> PASSAGE GIVEN

'''

On 04/02/2025 15:10, Liam Proven via cctalk wrote:
On Mon, 3 Feb 2025 at 07:02, Steve Lewis via cctalk
<[email protected]> wrote:
I might be banished for saying - but, I actually like Microsoft.
It's refreshing to hear that.

I don't like the company, I am not wild about the modern products, its
criminal record is shameful... but it has done some fantastic products
over the years, some of which re-defined the industry.

What Microsoft did to DR (Digital Research) and Stacker was a bit cold
(making Windows difficult to use with DR-DOS in the 90's, and basically
straight up theft of Stacker's tech).  Allegedly Microsoft also
deliberately made Net"Scrape" slower than their own IE..  In early 90s, I
did switch from MS-DOS to DR-DOS because at the time, DR-DOS did just have
better features (like the 4DOS features/command line scroll back, tab to
complete, stuff like that).
Agreed, and me too.

  I've tried Linux a number of times over the years -
it's terrific for a headless file server or maybe a router, but otherwise,
No Thanks.... If you really learn Windows, there are so many short-cut
keys, I'm still rarely touching the mouse.
I am a Linux professional these days and work with it all the time.

The keyboard UI is so vastly inferior it's not even funny. Windows
rules the world in keyboard UI, and this extends to support for people
with disabilities, such as blind and partially sighted users, people
with motor problems preventing use of pointing devices, etc.

Linux -- *all* the GUIs -- is so bad at this it is _shameful_.

But then I also prefer DOS and NT CMD to any xNix shell I've  ever
seen. Coming up on 40 years of xNix use now and I still hate the
shell.

'''

> EXTRACTED MATERIAL
'''

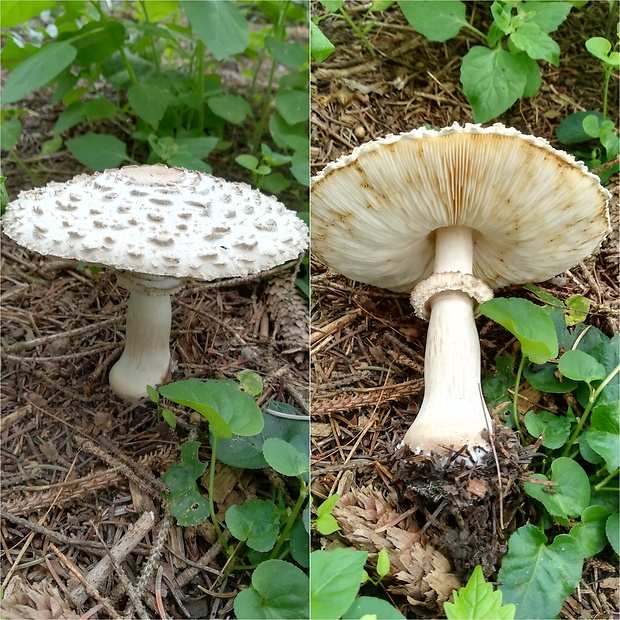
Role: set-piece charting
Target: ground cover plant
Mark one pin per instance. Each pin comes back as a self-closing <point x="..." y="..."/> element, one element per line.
<point x="367" y="353"/>
<point x="267" y="530"/>
<point x="83" y="465"/>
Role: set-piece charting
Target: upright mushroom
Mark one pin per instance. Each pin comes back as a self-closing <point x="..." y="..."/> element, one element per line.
<point x="157" y="226"/>
<point x="449" y="216"/>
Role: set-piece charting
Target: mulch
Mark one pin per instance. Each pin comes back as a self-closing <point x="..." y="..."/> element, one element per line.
<point x="367" y="347"/>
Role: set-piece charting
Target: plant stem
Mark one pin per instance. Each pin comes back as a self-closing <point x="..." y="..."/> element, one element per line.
<point x="515" y="399"/>
<point x="303" y="493"/>
<point x="214" y="520"/>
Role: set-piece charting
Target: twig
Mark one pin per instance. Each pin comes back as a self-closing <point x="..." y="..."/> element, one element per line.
<point x="92" y="591"/>
<point x="119" y="552"/>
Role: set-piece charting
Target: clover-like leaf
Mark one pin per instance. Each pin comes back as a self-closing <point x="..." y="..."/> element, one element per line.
<point x="571" y="494"/>
<point x="186" y="502"/>
<point x="257" y="522"/>
<point x="530" y="566"/>
<point x="478" y="600"/>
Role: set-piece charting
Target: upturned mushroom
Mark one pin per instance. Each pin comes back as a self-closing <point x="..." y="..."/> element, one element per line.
<point x="449" y="216"/>
<point x="158" y="227"/>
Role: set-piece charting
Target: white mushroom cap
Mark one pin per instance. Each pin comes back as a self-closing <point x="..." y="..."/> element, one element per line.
<point x="160" y="221"/>
<point x="534" y="211"/>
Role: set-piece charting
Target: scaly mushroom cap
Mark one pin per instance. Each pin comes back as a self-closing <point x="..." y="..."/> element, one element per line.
<point x="534" y="211"/>
<point x="160" y="221"/>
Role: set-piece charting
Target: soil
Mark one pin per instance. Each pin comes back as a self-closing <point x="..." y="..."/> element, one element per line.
<point x="367" y="347"/>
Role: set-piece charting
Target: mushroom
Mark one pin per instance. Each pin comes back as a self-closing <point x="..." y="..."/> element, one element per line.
<point x="157" y="226"/>
<point x="449" y="216"/>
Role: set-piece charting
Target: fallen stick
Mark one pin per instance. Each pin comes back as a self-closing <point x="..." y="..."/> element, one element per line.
<point x="119" y="552"/>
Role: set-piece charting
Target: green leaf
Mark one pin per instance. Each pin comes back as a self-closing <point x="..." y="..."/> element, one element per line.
<point x="603" y="432"/>
<point x="612" y="529"/>
<point x="530" y="567"/>
<point x="98" y="151"/>
<point x="219" y="25"/>
<point x="600" y="47"/>
<point x="149" y="100"/>
<point x="383" y="563"/>
<point x="285" y="458"/>
<point x="37" y="71"/>
<point x="326" y="524"/>
<point x="246" y="452"/>
<point x="15" y="12"/>
<point x="578" y="307"/>
<point x="437" y="21"/>
<point x="10" y="131"/>
<point x="300" y="544"/>
<point x="555" y="428"/>
<point x="293" y="106"/>
<point x="279" y="590"/>
<point x="231" y="108"/>
<point x="570" y="497"/>
<point x="369" y="607"/>
<point x="590" y="533"/>
<point x="227" y="408"/>
<point x="528" y="322"/>
<point x="185" y="500"/>
<point x="570" y="130"/>
<point x="580" y="366"/>
<point x="492" y="80"/>
<point x="335" y="579"/>
<point x="256" y="522"/>
<point x="478" y="601"/>
<point x="536" y="44"/>
<point x="320" y="46"/>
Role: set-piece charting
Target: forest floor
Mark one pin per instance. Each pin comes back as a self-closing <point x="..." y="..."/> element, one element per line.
<point x="367" y="347"/>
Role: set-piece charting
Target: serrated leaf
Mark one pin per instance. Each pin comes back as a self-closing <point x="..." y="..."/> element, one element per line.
<point x="320" y="46"/>
<point x="149" y="100"/>
<point x="285" y="458"/>
<point x="530" y="566"/>
<point x="335" y="579"/>
<point x="257" y="522"/>
<point x="37" y="71"/>
<point x="612" y="529"/>
<point x="492" y="80"/>
<point x="98" y="151"/>
<point x="603" y="432"/>
<point x="186" y="502"/>
<point x="437" y="21"/>
<point x="580" y="366"/>
<point x="528" y="322"/>
<point x="590" y="532"/>
<point x="328" y="505"/>
<point x="279" y="590"/>
<point x="228" y="409"/>
<point x="478" y="601"/>
<point x="219" y="25"/>
<point x="571" y="495"/>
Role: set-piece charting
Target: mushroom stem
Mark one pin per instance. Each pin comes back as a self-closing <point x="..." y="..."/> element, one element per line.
<point x="146" y="357"/>
<point x="453" y="413"/>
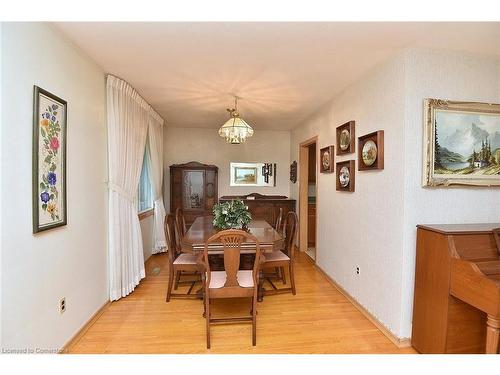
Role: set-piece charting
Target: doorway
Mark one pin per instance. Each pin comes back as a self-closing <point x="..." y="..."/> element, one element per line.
<point x="308" y="196"/>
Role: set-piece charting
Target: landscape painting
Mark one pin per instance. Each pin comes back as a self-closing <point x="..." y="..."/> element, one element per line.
<point x="245" y="175"/>
<point x="463" y="144"/>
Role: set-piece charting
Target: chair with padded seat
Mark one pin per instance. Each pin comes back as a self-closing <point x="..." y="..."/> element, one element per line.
<point x="232" y="282"/>
<point x="179" y="262"/>
<point x="282" y="258"/>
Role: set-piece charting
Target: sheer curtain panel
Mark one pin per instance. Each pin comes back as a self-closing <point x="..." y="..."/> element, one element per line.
<point x="156" y="166"/>
<point x="127" y="117"/>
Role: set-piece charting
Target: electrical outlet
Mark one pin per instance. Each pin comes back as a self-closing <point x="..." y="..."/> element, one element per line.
<point x="62" y="305"/>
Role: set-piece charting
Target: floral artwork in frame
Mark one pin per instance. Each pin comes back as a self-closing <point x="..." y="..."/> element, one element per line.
<point x="49" y="161"/>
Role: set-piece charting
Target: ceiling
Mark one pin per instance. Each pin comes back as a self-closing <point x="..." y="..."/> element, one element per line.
<point x="283" y="72"/>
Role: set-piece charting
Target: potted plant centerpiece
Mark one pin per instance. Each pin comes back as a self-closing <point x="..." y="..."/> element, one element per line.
<point x="231" y="215"/>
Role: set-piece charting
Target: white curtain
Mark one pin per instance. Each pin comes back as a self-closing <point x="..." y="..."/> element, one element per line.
<point x="128" y="117"/>
<point x="156" y="172"/>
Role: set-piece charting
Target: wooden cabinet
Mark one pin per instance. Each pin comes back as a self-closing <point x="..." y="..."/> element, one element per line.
<point x="311" y="225"/>
<point x="193" y="187"/>
<point x="264" y="207"/>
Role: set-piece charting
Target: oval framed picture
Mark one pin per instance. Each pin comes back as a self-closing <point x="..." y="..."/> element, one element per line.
<point x="369" y="153"/>
<point x="326" y="160"/>
<point x="345" y="139"/>
<point x="344" y="177"/>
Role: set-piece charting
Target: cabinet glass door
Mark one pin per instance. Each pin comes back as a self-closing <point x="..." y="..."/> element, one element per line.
<point x="194" y="192"/>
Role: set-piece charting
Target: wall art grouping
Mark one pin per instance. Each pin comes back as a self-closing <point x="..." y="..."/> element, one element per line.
<point x="461" y="143"/>
<point x="49" y="160"/>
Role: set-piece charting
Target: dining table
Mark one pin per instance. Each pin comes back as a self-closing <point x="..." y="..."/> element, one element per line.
<point x="202" y="229"/>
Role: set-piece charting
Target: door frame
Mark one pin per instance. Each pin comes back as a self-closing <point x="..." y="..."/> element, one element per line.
<point x="303" y="190"/>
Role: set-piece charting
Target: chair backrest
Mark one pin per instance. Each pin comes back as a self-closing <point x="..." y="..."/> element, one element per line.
<point x="231" y="241"/>
<point x="279" y="221"/>
<point x="180" y="222"/>
<point x="172" y="238"/>
<point x="496" y="234"/>
<point x="289" y="231"/>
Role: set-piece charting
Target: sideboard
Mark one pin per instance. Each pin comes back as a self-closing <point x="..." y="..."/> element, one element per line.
<point x="264" y="207"/>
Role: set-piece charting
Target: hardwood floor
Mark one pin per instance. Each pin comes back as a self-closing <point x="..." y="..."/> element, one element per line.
<point x="317" y="320"/>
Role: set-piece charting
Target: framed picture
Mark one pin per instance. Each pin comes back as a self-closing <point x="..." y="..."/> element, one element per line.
<point x="252" y="174"/>
<point x="326" y="160"/>
<point x="345" y="175"/>
<point x="461" y="143"/>
<point x="293" y="172"/>
<point x="371" y="151"/>
<point x="346" y="138"/>
<point x="49" y="160"/>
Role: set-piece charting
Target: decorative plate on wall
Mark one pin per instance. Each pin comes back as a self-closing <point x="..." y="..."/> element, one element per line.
<point x="345" y="138"/>
<point x="371" y="154"/>
<point x="326" y="159"/>
<point x="345" y="175"/>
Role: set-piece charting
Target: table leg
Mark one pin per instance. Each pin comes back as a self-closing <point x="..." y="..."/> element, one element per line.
<point x="492" y="335"/>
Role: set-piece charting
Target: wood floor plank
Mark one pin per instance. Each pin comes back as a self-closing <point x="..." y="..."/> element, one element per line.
<point x="319" y="319"/>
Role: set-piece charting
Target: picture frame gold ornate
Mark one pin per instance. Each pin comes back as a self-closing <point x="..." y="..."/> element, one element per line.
<point x="434" y="174"/>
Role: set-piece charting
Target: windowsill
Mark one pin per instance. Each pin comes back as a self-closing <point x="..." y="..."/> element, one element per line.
<point x="145" y="214"/>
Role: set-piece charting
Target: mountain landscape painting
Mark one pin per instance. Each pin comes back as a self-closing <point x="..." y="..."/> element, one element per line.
<point x="466" y="143"/>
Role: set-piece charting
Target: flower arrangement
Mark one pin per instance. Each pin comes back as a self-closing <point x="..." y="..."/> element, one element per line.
<point x="233" y="214"/>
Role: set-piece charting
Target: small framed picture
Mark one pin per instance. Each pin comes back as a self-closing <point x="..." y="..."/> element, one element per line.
<point x="326" y="160"/>
<point x="345" y="175"/>
<point x="371" y="151"/>
<point x="49" y="160"/>
<point x="346" y="138"/>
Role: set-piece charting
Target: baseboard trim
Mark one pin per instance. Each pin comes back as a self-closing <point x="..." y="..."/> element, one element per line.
<point x="399" y="342"/>
<point x="71" y="342"/>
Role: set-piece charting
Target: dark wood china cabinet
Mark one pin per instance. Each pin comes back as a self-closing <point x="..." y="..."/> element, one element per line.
<point x="193" y="187"/>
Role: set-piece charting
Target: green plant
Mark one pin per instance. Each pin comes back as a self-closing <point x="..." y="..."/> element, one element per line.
<point x="233" y="214"/>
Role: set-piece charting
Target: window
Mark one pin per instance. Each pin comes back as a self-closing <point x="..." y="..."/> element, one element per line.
<point x="145" y="192"/>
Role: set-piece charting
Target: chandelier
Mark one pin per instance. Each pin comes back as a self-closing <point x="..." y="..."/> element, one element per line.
<point x="235" y="130"/>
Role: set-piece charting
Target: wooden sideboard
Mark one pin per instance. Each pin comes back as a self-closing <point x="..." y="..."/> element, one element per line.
<point x="264" y="207"/>
<point x="456" y="306"/>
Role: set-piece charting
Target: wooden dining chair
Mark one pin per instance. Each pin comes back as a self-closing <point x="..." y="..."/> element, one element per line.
<point x="180" y="222"/>
<point x="232" y="282"/>
<point x="496" y="234"/>
<point x="282" y="258"/>
<point x="179" y="263"/>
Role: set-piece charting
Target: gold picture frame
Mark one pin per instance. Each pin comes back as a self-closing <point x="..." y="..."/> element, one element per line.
<point x="461" y="143"/>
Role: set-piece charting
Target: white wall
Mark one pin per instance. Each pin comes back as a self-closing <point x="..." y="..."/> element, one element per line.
<point x="375" y="226"/>
<point x="70" y="261"/>
<point x="452" y="76"/>
<point x="182" y="145"/>
<point x="364" y="228"/>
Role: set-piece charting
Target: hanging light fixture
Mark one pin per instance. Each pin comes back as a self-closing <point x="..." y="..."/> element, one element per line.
<point x="235" y="130"/>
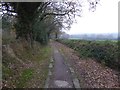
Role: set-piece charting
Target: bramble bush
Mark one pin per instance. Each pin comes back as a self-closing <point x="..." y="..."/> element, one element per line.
<point x="105" y="52"/>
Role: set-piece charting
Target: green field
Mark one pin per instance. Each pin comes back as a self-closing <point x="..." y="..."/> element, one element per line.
<point x="104" y="51"/>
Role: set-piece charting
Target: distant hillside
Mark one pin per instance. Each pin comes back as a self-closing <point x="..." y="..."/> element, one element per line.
<point x="111" y="36"/>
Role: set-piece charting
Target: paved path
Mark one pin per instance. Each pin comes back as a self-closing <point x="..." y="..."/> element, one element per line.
<point x="61" y="75"/>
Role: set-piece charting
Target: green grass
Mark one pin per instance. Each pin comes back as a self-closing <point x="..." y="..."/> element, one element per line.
<point x="15" y="74"/>
<point x="26" y="75"/>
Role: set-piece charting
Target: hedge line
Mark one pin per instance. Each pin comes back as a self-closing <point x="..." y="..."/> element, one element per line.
<point x="105" y="52"/>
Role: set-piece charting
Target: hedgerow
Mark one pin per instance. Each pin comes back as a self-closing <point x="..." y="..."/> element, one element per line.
<point x="105" y="52"/>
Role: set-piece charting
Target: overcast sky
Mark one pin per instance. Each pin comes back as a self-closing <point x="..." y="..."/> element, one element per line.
<point x="103" y="20"/>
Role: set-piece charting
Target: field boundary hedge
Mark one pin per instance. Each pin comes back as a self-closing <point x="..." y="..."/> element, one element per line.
<point x="105" y="52"/>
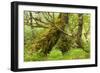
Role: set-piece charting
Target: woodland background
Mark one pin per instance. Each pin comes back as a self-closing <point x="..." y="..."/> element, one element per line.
<point x="56" y="36"/>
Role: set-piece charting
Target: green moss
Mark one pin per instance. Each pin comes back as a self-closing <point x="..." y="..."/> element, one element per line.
<point x="55" y="54"/>
<point x="76" y="53"/>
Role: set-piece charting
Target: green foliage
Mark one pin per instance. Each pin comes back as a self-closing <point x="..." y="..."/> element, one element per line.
<point x="55" y="54"/>
<point x="76" y="53"/>
<point x="33" y="34"/>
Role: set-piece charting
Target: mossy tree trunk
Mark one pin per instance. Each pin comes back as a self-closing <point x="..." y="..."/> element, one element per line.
<point x="50" y="38"/>
<point x="79" y="32"/>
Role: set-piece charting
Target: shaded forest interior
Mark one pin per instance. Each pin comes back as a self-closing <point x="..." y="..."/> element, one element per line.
<point x="56" y="36"/>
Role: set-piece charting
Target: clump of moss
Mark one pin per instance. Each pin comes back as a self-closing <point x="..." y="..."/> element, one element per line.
<point x="76" y="53"/>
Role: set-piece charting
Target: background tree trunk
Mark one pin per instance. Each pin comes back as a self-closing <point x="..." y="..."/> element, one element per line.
<point x="79" y="32"/>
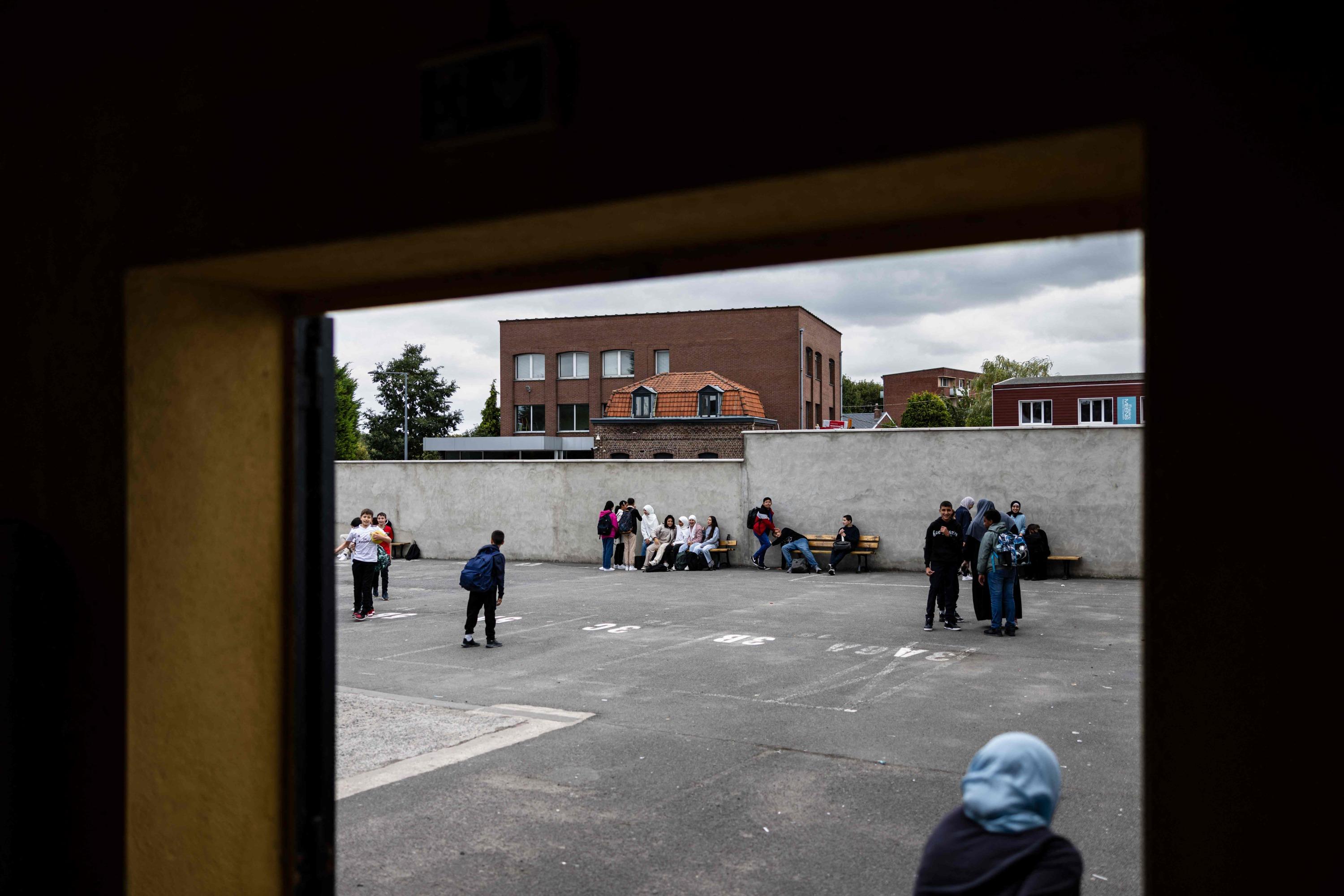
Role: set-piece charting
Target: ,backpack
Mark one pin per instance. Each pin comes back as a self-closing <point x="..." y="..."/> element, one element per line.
<point x="479" y="573"/>
<point x="1010" y="550"/>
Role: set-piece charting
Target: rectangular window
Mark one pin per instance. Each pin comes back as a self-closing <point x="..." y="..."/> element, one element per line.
<point x="1034" y="413"/>
<point x="617" y="363"/>
<point x="530" y="418"/>
<point x="530" y="367"/>
<point x="574" y="366"/>
<point x="573" y="418"/>
<point x="1096" y="410"/>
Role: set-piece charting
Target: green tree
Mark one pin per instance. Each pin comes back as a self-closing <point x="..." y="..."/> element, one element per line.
<point x="426" y="399"/>
<point x="925" y="409"/>
<point x="861" y="395"/>
<point x="980" y="412"/>
<point x="347" y="416"/>
<point x="490" y="424"/>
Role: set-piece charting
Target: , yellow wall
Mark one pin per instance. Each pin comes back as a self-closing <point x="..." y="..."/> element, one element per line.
<point x="206" y="407"/>
<point x="206" y="684"/>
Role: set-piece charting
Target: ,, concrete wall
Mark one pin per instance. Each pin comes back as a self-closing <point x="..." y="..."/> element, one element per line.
<point x="547" y="510"/>
<point x="1081" y="484"/>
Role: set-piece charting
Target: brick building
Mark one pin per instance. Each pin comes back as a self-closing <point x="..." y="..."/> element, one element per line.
<point x="556" y="374"/>
<point x="679" y="416"/>
<point x="1090" y="399"/>
<point x="897" y="389"/>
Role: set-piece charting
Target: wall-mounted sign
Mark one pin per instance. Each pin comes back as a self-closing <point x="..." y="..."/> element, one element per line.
<point x="492" y="92"/>
<point x="1128" y="414"/>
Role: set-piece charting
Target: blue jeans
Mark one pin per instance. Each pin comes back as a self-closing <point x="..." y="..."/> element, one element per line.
<point x="764" y="538"/>
<point x="801" y="547"/>
<point x="1000" y="597"/>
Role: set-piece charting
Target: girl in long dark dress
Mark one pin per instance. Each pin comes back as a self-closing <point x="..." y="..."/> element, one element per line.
<point x="1038" y="549"/>
<point x="979" y="593"/>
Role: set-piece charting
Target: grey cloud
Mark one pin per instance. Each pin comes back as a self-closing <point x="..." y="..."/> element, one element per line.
<point x="1076" y="300"/>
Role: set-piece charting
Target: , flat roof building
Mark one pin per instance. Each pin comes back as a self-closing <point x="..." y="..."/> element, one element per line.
<point x="1089" y="399"/>
<point x="557" y="374"/>
<point x="897" y="389"/>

'''

> PROBLEMS
1: Using the email about Microsoft, mark each statement yes or no and quote the words that decide it: (a) In the early 90s, a switch was made from MS-DOS to DR-DOS. (b) Linux is said to lead the world in keyboard UI. (c) Someone in the email works with Linux professionally.
2: In the email about Microsoft, how many years of xNix use does the writer say they are approaching?
3: Rewrite the paragraph of the email about Microsoft that begins "What Microsoft did to DR" as a short list, keeping its main facts.
The listing has no connection to the email about Microsoft.

> WRITTEN ANSWERS
1:
(a) Yes: "In early 90s, I did switch from MS-DOS to DR-DOS"
(b) No: "Windows rules the world in keyboard UI"
(c) Yes: "I am a Linux professional these days and work with it all the time."

2: Nearly 40 years.

3:
- Microsoft's treatment of DR (Digital Research) and Stacker was a bit cold.
- It made Windows difficult to use with DR-DOS in the 90s.
- It basically stole Stacker's tech outright.
- Microsoft allegedly made Netscape deliberately slower than its own IE.
- In the early 90s, the writer switched from MS-DOS to DR-DOS because DR-DOS had better features, such as the 4DOS features, command line scroll back and tab to complete.